Ho fatto un po di confusione, comunque ti ho messo in bocca una cosa vera.


----------



## ionio36 (11 Febbraio 2021)

Non sapevo si potesse fare anche questo.


----------



## ologramma (11 Febbraio 2021)

Carola ha detto:


> E allora evita di dire bella la vita con i soldi perche i soldi si fanno anche a fronte di sacrifici di anni di studio mentre magari i tuoi coetanei escono e tu studi x laurearti e ti fai un master lavorando ecc ecc
> Bella la vita con i soldi dillo a Gianluca  vacchi
> Noi eravamo in due lui quadro io impiegata
> Poi siamo cresciuti entrambi io poco lui di più ma i soldi x la tata venivano dai nostri sforzi
> ...


guarda che quando abbiamo iniziato la vita insieme avevo si e no duecento mila lire, la mia lei prendeva 80 mila lire di stipendio e io ne prendevo 240 , e pagavo affittò di 40 mila lire , due macchine , vedi che i soldi mica partorivano , io lavoravo la sera dopo tutto il giorno . Poi che non avevi i nonni  vicino credo , mi dispiace , ma non me ne puoi fare una colpa , mangiavamo insieme solo la sera  e la domenica , ti dico solo una cosa  c'era abnegazione l'uno per l'altro


----------



## ologramma (11 Febbraio 2021)

ionio36 ha detto:


> Non sapevo si potesse fare anche questo.


traduci


----------



## Brunetta (11 Febbraio 2021)

ionio36 ha detto:


> Intanto dipende da quante stanze hai. Più frazioni, più tempo. Poi dipende da quanti sono a imbiancare.
> 6 stanze più ingresso,da solo,6 gg con 2 mani senza stressarmi,(mooolto tranquillo), (Con vano scale).D'estate si asciuga prima.
> Io non sono un professionista,ma un professionista da solo, circa 3 gg , con 25/30 h circa totali. Comunque lavorano a mq. La differenza sta nella qualità soprattutto nei dettagli (angoli!).


Mi tocca mettere a posto i quote, ma come fate?! 

Da me avevano fatto la casa in tre giorni, con una pausa per fare asciugare. L’ultimo preventivo, per ingresso, soggiorno, cucina, corridoio, camera e due bagni,  conveniente, è di 2000€


----------



## ionio36 (11 Febbraio 2021)

Grazie,per il





Brunetta ha detto:


> Mi tocca mettere a posto i quote, ma come fate?!
> 
> Da me avevano fatto la casa in tre giorni, con una pausa per fare asciugare. L’ultimo preventivo, per ingresso, soggiorno, cucina, corridoio, camera e due bagni,  conveniente, è di 2000€


Sono pochi veramente!


----------



## ologramma (11 Febbraio 2021)

Brunetta ha detto:


> Mi tocca mettere a posto i quote, ma come fate?!

- _Esercizio 1_
Nella discussione del forum, qual è l'importo dell'ultimo preventivo riportato da Brunetta?
- _Esercizio 2_
Stampa il tratto della discussione del forum che va da "## Brunetta (11" fino a "nei dettagli (angoli!).".
- _Esercizio 3_
Prosegui la discussione del forum dopo l'ultima frase riportata.

Dati di espressioni referenziali basate su foto:
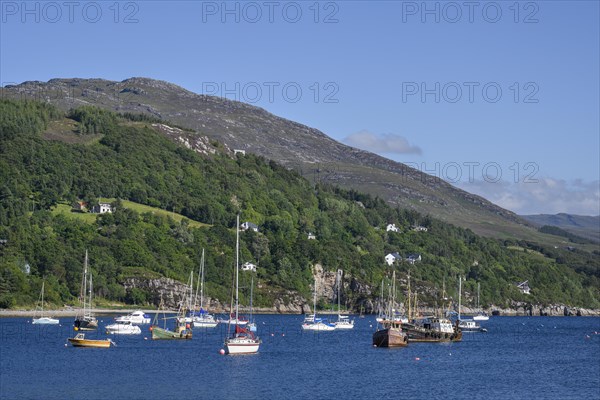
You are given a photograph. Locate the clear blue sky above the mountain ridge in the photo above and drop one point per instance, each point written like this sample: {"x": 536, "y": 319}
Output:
{"x": 499, "y": 98}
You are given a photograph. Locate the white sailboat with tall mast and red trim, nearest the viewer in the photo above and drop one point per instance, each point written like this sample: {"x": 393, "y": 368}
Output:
{"x": 242, "y": 341}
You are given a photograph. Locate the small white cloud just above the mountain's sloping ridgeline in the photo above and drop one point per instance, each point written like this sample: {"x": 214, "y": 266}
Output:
{"x": 383, "y": 143}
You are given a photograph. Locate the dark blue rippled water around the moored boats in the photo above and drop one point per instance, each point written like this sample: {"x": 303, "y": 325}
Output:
{"x": 520, "y": 357}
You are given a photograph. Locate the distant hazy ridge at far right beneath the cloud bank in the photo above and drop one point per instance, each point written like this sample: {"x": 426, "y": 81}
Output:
{"x": 582, "y": 225}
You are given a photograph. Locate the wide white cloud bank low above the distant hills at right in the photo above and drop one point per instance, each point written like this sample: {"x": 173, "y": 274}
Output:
{"x": 546, "y": 196}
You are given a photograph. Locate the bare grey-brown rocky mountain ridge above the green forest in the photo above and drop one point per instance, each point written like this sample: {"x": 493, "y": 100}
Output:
{"x": 311, "y": 152}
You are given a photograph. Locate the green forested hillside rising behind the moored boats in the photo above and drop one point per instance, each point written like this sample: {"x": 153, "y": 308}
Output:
{"x": 48, "y": 158}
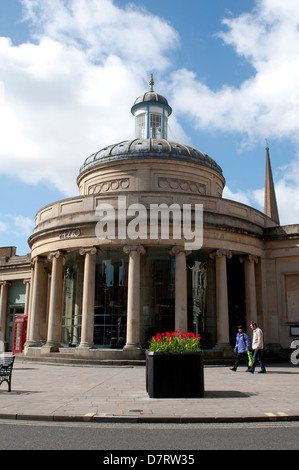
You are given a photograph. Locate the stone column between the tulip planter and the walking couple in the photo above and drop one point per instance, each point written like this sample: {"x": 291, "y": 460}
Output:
{"x": 222, "y": 299}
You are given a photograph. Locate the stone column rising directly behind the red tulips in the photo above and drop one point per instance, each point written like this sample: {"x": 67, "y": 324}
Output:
{"x": 181, "y": 313}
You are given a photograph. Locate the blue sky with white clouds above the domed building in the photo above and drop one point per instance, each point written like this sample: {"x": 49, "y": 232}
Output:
{"x": 70, "y": 71}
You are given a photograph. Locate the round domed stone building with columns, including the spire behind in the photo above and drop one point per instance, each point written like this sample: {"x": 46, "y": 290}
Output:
{"x": 115, "y": 265}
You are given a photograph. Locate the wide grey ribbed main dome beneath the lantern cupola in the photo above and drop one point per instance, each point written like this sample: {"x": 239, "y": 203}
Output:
{"x": 149, "y": 148}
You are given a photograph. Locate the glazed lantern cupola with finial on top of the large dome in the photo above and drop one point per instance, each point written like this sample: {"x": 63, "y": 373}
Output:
{"x": 151, "y": 112}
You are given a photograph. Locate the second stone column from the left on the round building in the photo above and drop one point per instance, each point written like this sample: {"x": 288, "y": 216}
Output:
{"x": 55, "y": 303}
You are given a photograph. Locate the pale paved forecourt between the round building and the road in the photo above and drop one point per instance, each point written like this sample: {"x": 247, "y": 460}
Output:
{"x": 99, "y": 393}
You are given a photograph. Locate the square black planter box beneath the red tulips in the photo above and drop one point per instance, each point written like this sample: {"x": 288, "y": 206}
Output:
{"x": 174, "y": 374}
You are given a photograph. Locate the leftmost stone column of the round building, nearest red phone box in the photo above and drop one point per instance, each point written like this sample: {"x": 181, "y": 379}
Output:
{"x": 38, "y": 302}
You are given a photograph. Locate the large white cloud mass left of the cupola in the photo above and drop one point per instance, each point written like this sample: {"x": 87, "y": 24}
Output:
{"x": 68, "y": 92}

- _La tua risposta 1_
2000€

- _La tua risposta 2_
## Brunetta (11 Febbraio 2021)

ionio36 ha detto:


> Intanto dipende da quante stanze hai. Più frazioni, più tempo. Poi dipende da quanti sono a imbiancare.
> 6 stanze più ingresso,da solo,6 gg con 2 mani senza stressarmi,(mooolto tranquillo), (Con vano scale).D'estate si asciuga prima.
> Io non sono un professionista,ma un professionista da solo, circa 3 gg , con 25/30 h circa totali. Comunque lavorano a mq. La differenza sta nella qualità soprattutto nei dettagli (angoli!).

- _La tua risposta 3_
> 
> Da me avevano fatto la casa in tre giorni, con una pausa per fare asciugare. L’ultimo preventivo, per ingresso, soggiorno, cucina, corridoio, camera e due bagni,  conveniente, è di 2000€


altro che romanella , la chiamiamo na leccatina , pensa stasera ho incontrato il muratore gli ho chiesto il preventivo del terrazzo se lo aveva fatto , mi ha detto di si  ma me lo da fra qualche giorno, gli ho chiesto di dirmi il prezzo  per 22 metri quadri non togliendo il mattonato vecchio che sta bene  piu strati di resina con rette e verticali nuovi e posizionare mattonelle klinker antigelo che compro io , supera i duemila euro ahm ahm .


----------



## Brunetta (11 Febbraio 2021)

ionio36 ha detto:


> Grazie,per il
> Sono pochi veramente!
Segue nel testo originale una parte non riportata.